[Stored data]

┏━━

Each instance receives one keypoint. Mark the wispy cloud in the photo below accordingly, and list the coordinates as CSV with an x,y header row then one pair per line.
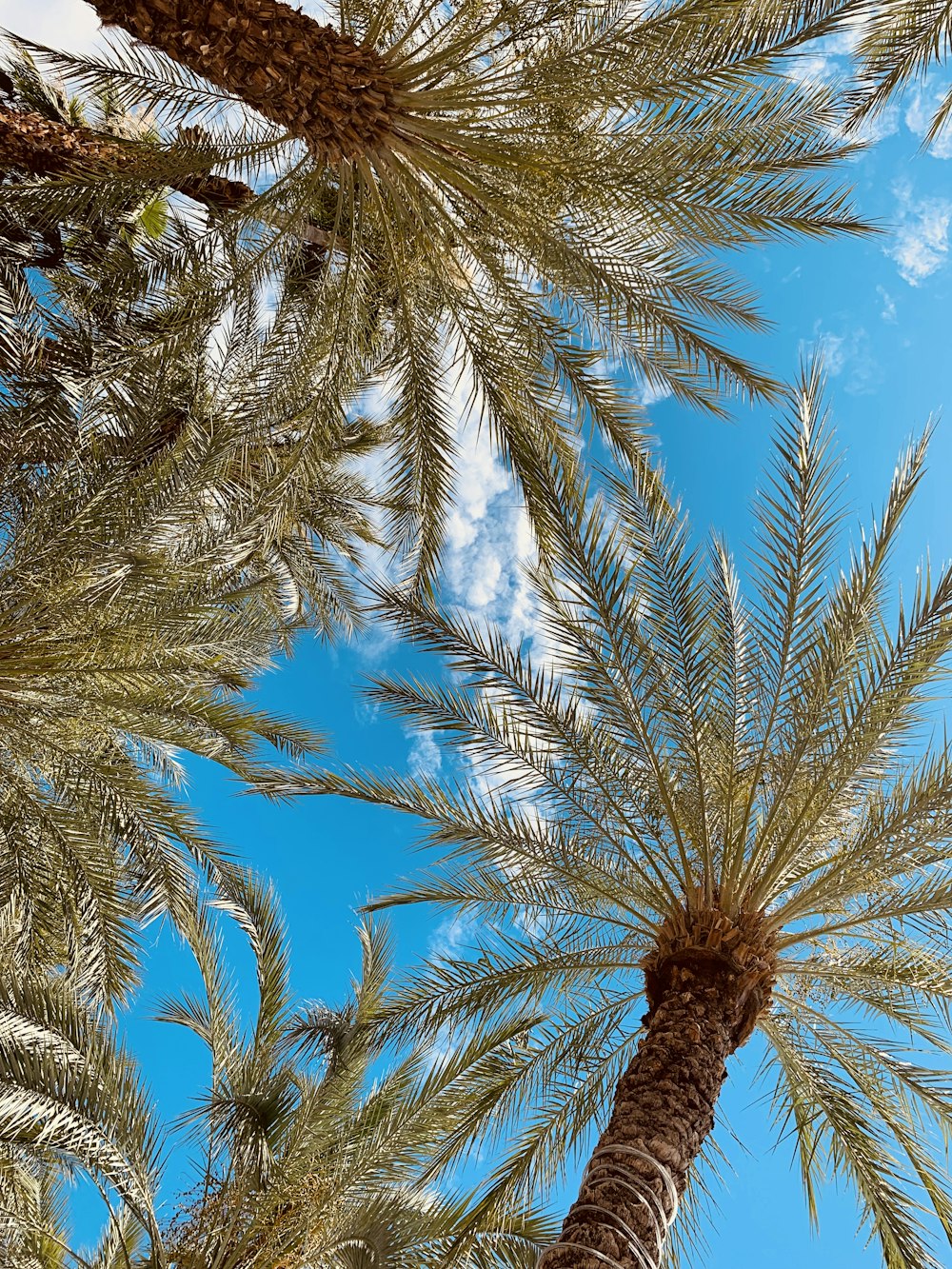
x,y
921,109
69,24
921,243
889,305
425,759
848,354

┗━━

**Exercise:**
Output every entry verbatim. Pictures do not belong in the copy.

**Solved problem:**
Each instance receives one keypoint. Mark the wispy cloud in the photo below accordingly, and list the coordinates as CSV with an x,y header row then one pair per line.
x,y
921,109
69,24
921,243
889,305
425,759
848,354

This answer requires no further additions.